## What is required
Each entry that follows must be output without any deviation.
━━━ The records
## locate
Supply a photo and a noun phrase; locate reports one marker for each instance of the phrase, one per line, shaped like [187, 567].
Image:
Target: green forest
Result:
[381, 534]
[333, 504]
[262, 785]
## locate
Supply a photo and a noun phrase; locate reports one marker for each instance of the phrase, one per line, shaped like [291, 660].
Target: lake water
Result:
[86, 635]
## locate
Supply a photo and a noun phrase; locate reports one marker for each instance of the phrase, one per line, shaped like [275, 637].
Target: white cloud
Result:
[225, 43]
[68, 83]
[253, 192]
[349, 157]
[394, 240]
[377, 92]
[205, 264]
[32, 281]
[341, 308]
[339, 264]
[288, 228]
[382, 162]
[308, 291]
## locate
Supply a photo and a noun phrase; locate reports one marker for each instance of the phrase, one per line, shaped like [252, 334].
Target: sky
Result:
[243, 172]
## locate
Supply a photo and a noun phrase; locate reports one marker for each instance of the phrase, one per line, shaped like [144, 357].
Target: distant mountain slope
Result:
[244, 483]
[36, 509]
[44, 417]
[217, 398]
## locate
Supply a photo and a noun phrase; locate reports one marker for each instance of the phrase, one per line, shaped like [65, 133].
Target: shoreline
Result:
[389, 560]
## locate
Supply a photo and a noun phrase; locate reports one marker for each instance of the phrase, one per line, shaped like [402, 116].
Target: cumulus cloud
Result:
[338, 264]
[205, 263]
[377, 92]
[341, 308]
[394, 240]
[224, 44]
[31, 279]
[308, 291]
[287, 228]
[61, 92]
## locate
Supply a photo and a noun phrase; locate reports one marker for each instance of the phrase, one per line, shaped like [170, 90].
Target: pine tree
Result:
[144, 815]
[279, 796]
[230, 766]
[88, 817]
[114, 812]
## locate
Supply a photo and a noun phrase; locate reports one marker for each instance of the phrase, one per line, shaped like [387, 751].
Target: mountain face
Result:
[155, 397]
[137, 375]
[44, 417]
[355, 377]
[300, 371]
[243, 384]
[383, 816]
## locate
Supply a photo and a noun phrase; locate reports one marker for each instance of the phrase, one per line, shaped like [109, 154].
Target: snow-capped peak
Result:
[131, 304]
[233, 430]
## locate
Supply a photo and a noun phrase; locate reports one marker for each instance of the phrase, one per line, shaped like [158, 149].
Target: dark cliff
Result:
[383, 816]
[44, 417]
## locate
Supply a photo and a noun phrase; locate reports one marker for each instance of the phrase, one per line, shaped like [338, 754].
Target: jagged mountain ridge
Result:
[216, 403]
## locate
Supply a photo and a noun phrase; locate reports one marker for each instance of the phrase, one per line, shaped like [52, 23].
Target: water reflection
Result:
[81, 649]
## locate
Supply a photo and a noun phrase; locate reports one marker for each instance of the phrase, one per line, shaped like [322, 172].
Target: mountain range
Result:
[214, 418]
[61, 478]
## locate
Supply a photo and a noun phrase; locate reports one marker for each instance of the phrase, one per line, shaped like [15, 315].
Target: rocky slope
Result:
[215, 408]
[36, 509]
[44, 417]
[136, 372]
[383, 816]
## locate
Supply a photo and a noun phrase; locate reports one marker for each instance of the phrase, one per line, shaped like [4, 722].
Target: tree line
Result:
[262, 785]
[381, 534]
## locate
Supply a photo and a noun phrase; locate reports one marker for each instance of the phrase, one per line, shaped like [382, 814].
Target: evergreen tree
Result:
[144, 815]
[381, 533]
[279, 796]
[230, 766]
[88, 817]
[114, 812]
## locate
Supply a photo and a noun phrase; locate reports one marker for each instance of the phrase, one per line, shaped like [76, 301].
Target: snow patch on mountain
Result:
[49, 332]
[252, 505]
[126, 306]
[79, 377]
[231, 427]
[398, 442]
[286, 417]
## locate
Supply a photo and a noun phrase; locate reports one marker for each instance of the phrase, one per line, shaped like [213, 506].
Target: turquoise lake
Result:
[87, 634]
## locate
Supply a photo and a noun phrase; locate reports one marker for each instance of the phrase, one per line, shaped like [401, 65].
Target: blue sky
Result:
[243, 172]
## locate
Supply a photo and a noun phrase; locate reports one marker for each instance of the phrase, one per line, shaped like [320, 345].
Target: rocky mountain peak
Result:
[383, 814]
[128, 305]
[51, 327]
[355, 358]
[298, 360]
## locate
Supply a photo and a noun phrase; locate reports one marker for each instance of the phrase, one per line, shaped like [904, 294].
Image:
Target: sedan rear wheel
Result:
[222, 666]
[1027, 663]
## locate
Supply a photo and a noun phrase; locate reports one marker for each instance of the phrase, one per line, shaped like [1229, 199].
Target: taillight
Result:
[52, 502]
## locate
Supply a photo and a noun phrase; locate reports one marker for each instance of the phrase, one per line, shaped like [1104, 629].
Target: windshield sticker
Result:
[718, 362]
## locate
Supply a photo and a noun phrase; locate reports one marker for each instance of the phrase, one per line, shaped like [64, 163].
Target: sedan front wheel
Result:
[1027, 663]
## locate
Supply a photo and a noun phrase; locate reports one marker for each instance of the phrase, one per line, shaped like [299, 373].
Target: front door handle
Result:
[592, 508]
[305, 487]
━━━━━━
## Answer to this task
## locate
Supply a photo and a noun phrase; locate reports one marker for each instance of the phrase, one per line, shaped like [187, 567].
Image:
Target: green forest
Result:
[381, 534]
[333, 504]
[262, 785]
## locate
Supply a photo and a noun phrase; locate reports one marker for each instance of the phrase, one per line, shaped like [291, 660].
Target: lake water
Result:
[86, 635]
## locate
Supply a photo and a noun phrase; locate reports one marker for each instance of the phrase, one per line, shaped like [275, 637].
Target: white cloud
Result:
[225, 43]
[68, 83]
[253, 192]
[349, 157]
[394, 240]
[377, 92]
[205, 264]
[32, 281]
[341, 308]
[339, 264]
[288, 228]
[382, 162]
[308, 291]
## locate
Supply a photo and a noun phrase; locate reports one marker for each instance of the phrase, one per line, shaped like [252, 334].
Target: sky
Result:
[243, 172]
## locate
Supply a photo and a noun phrase; locate reports one marker for each instance of the phrase, one per line, shaped like [144, 357].
Target: distant mountain slope
Result:
[244, 483]
[36, 509]
[44, 417]
[217, 398]
## locate
Supply a photo and a noun phrase; locate reports one marker for each instance of the phrase, one per line, shaped like [65, 133].
Target: shoreline
Result:
[389, 560]
## locate
Supply a photo and a noun phrase; locate reports one marker for each instance of the phrase, one per line, shaped like [402, 116].
Target: cumulus cloud
Result:
[338, 264]
[205, 263]
[377, 92]
[341, 308]
[394, 240]
[224, 44]
[31, 279]
[308, 291]
[287, 228]
[61, 92]
## locate
Supply a photo and a noun phrase; locate reports one marker for each instance of the phrase, one per line, shaped like [170, 90].
Target: pine tree
Result:
[144, 815]
[279, 796]
[230, 766]
[88, 817]
[114, 812]
## locate
Supply a photo and a noun phrase; locate reports one marker for each instance of the phrase, one per line, shaped like [387, 751].
Target: mountain face
Result:
[155, 397]
[137, 375]
[44, 417]
[355, 377]
[300, 371]
[243, 384]
[383, 816]
## locate
Supply a photo and a noun phrase; locate reports one marker for each instance of the phrase, one per line, shaped like [109, 154].
Target: snow-capped peak
Result:
[131, 304]
[233, 430]
## locate
Supply a photo and a noun phrase; locate reports one marker for each instance of the phrase, one per line, shaped like [158, 149].
Target: dark cliff
Result:
[383, 816]
[44, 417]
## locate
Supply a photo and a noun phrase; locate reports one marker for each instance of the phrase, one per line, shaped like [338, 754].
Target: jagged mountain ridge
Result:
[216, 403]
## locate
Supply a photo and a noun phrase; locate reports one marker for each instance of the phrase, one per line, shaped like [52, 23].
Target: water reflection
Result:
[81, 649]
## locate
Supply a photo and a noun phrase; locate reports one marker for each instance of the phrase, one per line, shaped like [322, 172].
Target: mountain range
Result:
[214, 418]
[61, 478]
## locate
Supply a photo and a noun phrase; locate reports one marker for each instance of the phrase, one per line, shaped like [15, 315].
Target: rocky slope
Result:
[215, 408]
[36, 509]
[44, 417]
[136, 372]
[383, 816]
## locate
Supply a photo and a noun phrase; locate reports one marker for each instance of the phrase, one per line, shaped like [4, 722].
Target: tree line
Result:
[262, 785]
[381, 534]
## locate
Supply a photo and a noun phrase; locate reports one marker for each instance of the phrase, one per line, shaped like [382, 814].
Target: evergreen tree
Result:
[144, 815]
[381, 533]
[279, 796]
[230, 766]
[88, 817]
[114, 812]
## locate
Supply a photo and a noun phrase; locate reports one marker for each instance of the phrase, one per line, shaped like [76, 301].
Target: snow patch on mountain
Result:
[49, 332]
[252, 505]
[126, 306]
[79, 377]
[231, 427]
[398, 442]
[286, 417]
## locate
Supply a photo and a noun phrase; locate reports one marker for each instance of the phrase, one per line, shaped like [213, 506].
Target: turquoise lake
Result:
[87, 634]
## locate
Supply a photo and a noun phrase; locate reports one marker for each instance of the phrase, one per line, shaped like [401, 65].
Target: blue sky
Result:
[243, 172]
## locate
Supply a photo and a noun phrase; locate reports one marker for each instance of the phrase, one per line, shaped like [320, 345].
Target: rocky mountain peak
Result:
[383, 814]
[128, 305]
[51, 327]
[355, 358]
[298, 360]
## locate
Supply a photo and a noun phrase; locate reports one marker for each instance of the phrase, one per line, shaped like [904, 294].
Image:
Target: sedan rear wheel
Result:
[222, 666]
[1027, 663]
## locate
Supply a photo and a noun phrase; locate reports one marker for each instance of the phrase, one per line, shaped like [1229, 199].
Target: taillight
Result:
[52, 502]
## locate
Supply a photo and a noun phrase; locate reports one marker for each instance of the phrase, one per line, shaped like [1104, 629].
Target: windshield sticker
Result:
[718, 362]
## locate
Supply a photo and a noun phrase; locate reports one marker for each instance of the phrase, one per line, shaped like [64, 163].
Target: sedan front wheel
Result:
[1027, 663]
## locate
Supply a photo and a noun phrase; locate reports one marker for each instance of the phrase, one per line, shaped like [299, 373].
Target: front door handle
Result:
[592, 508]
[305, 487]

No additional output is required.